*What you will do*:
**A)** Using the piece below on what Google expects from e-commerce sites, mark each statement yes or no, and back each answer with the exact deciding words from that piece.
(i) A slow site won't be picked as an AI excerpt source.
(ii) Vendors pitched llms.txt files at $5,000 a month.
(iii) The SEO market split in two over the last 12 months.
**B)** Answer these questions from the piece below on what Google expects from e-commerce sites:
(i) Which three kinds of product structured data does it list?
(ii) What price did vendors pitch for GEO audits?
(iii) What should you show a consultant who pitches chunking?
**C)** Keep writing the piece below on what Google expects from e-commerce sites, picking up right after its last sentence.

*Document segment*:

▽

What Google actually expects from an e-commerce site in 2026
The guide repeats it: AI features rely on the same quality and ranking systems as classic Search. The recipe is straightforward.
- Product structured data:
Product,Offer,AggregateRating. Nothing more. You apply Google Merchant Center standard markup? You’re ready. - Value-added content: Not assembly-line generated text. Buying guides, internal comparisons, verified customer reviews. Google needs reliable raw material to build AI summaries.
- Clear catalog architecture: Catégories, subcategories, filters in canonical URLs, coherent internal linking. AI crawls. Give it a readable sitemap.
- Performance and reliability: Core Web Vitals, HTTPS, mobile-first. A slow or poorly indexed site won’t be picked as an AI excerpt source.
It’s not more complex. A well-SEO-fit e-commerce site is naturally AI-fit.
Why this guide is a game-changer (even if you don’t do SEO)
For the last 18 months, the SEO market split in two. Traditional agencies on one side. « AI-first » solution sellers on the other.
Vendors pitched GEO audits for $5,000, llms.txt files at $500/month, « chunked » content for AI. I’ve seen invoices.
Google just shut it down. Their guide is a Swiss Army knife to cut through empty promises. It creates a reference you can cite. Next time a consultant pitches chunking, show them the page.
For an e-commerce leader, that’s peace of mind. You stop chasing the latest fad. You build on what already works.

△

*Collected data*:
▽

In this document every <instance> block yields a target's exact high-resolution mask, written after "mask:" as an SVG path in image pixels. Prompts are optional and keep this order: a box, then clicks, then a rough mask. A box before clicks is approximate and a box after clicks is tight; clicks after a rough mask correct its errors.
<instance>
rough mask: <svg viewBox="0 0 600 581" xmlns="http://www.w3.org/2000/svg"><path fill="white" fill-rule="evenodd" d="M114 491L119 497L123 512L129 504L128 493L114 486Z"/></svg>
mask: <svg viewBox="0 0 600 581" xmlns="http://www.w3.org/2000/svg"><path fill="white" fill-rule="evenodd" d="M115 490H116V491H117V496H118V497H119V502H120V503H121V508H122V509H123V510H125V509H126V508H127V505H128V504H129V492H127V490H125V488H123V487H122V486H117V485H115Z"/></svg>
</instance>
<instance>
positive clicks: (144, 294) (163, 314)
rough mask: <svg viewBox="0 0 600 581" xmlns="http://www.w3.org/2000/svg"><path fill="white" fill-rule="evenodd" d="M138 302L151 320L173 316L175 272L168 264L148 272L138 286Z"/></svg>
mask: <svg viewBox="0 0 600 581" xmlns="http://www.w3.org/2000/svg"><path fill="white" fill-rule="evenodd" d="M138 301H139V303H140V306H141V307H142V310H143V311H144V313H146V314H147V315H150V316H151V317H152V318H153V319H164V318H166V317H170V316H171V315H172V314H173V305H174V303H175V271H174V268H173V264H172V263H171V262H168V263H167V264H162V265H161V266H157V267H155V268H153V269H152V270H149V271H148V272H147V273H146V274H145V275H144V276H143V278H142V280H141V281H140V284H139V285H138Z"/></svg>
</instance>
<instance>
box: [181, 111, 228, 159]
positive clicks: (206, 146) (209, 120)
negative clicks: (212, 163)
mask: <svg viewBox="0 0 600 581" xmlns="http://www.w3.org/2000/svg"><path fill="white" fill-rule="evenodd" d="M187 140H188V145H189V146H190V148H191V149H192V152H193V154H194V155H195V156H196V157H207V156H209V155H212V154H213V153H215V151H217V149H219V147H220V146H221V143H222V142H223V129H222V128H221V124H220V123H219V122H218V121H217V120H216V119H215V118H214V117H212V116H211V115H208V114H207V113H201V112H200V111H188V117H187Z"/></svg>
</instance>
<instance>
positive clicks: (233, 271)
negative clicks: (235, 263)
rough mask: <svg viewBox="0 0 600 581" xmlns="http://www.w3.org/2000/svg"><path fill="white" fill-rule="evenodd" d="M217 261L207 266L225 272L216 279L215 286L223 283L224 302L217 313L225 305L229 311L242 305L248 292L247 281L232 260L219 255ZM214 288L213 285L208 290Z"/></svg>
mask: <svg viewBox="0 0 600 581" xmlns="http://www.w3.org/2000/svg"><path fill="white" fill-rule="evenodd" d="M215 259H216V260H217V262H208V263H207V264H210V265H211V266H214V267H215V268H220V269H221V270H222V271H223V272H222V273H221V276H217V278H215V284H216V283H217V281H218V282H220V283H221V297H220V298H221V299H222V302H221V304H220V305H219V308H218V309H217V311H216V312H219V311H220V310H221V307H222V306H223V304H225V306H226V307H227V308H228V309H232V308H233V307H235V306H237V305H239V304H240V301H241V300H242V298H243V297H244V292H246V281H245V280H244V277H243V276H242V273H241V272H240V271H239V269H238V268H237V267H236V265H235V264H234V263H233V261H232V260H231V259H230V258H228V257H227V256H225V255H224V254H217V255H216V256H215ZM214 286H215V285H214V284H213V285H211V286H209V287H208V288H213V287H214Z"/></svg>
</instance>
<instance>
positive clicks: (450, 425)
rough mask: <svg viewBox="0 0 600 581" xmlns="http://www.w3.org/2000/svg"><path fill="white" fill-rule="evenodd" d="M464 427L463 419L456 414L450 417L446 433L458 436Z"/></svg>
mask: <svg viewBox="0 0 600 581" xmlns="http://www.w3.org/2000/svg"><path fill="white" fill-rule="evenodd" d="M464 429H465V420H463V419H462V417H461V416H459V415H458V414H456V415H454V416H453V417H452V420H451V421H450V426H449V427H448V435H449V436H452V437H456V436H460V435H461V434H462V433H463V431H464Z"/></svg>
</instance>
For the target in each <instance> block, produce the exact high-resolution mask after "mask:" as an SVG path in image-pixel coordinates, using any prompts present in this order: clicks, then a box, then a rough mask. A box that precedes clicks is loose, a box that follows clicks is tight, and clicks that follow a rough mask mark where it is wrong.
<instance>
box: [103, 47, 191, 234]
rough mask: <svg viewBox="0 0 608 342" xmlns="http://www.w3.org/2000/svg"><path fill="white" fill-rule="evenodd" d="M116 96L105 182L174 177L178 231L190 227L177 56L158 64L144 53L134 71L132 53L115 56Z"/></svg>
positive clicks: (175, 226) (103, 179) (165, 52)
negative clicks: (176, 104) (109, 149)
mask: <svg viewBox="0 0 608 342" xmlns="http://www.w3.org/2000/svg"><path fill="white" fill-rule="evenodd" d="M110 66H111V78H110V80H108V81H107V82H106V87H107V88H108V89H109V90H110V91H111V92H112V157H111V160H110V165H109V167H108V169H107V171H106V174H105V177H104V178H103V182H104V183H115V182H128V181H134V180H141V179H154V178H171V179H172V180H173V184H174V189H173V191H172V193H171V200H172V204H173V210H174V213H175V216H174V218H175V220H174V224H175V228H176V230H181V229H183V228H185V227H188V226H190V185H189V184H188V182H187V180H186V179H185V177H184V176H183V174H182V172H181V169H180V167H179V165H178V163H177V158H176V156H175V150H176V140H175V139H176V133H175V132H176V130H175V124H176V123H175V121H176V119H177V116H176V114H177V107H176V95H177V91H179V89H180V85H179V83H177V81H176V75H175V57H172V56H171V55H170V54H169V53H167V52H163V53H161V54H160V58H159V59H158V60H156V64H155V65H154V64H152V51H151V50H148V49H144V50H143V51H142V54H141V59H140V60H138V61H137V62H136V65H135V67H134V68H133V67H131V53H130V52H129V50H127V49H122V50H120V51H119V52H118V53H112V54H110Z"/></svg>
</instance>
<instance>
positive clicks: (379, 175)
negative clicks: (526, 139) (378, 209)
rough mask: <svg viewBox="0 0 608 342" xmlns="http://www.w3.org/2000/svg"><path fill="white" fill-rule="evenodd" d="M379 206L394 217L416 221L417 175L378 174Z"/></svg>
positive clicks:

△

*Answers to each task*:
**A)**
(i) Yes: "A slow or poorly indexed site won’t be picked as an AI excerpt source."
(ii) No: "llms.txt files at $500/month"
(iii) No: "For the last 18 months, the SEO market split in two."

**B)**
(i) Product, Offer, AggregateRating
(ii) $5,000
(iii) The page

**C)**
The path is clear. Your well-structured product pages, your customer reviews, your linked category: those are your assets for AI Mode.
Your AI strategy in 3 steps (start Monday morning)
I don’t sell a method. I show you what I apply with my e-commerce clients.
Step 1: Audit your structured data. Verify each product sheet has complete Product/Offer markup, and reviews are marked with AggregateRating. Google Search Console’s inspection tool is enough.
Step 2: Structure your pillar content. Identify 12 to 20 « buying guide » or « comparison » pages on your site. Ensure they’re factual, updated, and linked from main catégories.
Step 3: Clean up indexation. E-commerce sites generate tons of URLs (pagination, filters, variants). Block useless parameters, set canonicals. Google needs a clean index to pick a good product sheet as an AI source.
Three actions. Zero paid tools. Pure SEO.
Sites appearing in AI Overviews today don’t have llms.txt files. They have solid architecture.
AI SEO is not a new profession
Google has spoken. AEO, GEO: it’s SEO. The same you’ve practiced since 2016, 2018, or 2022. With raised quality demands.
So, before you script a text file for an LLM or rewrite your product descriptions for the nth time, ask yourself a question.
Is your catalog really ready for an engine that synthesizes, compares, and cites in a second?
If tomorrow an AI summary picks one of your product sheets, how likely is it to be reliable, complete, and properly marked up?
An SEO audit to verify your catalog is ready for AI
I don’t sell you the method. I show you the pages. During a call, we inspect 3 or 4 product sheets and their architecture together. You leave with concrete actions, not an invoice.
Book a strategic call — 45 minFrequently Asked Questions
What did Google officially say about AEO and GEO?
Google states that optimization for its AI features (AI Overviews, AI Mode) is part of standard SEO. The terms AEO and GEO mean the same thing, with no distinct method required.
Do I need to create an llms.txt file to appear in AI Mode?
No. Google clarifies it doesn’t use llms.txt files for its AI search features. Investing that time in your product pages and linking structure is far more effective.
Does content chunking improve visibility in AI Overviews?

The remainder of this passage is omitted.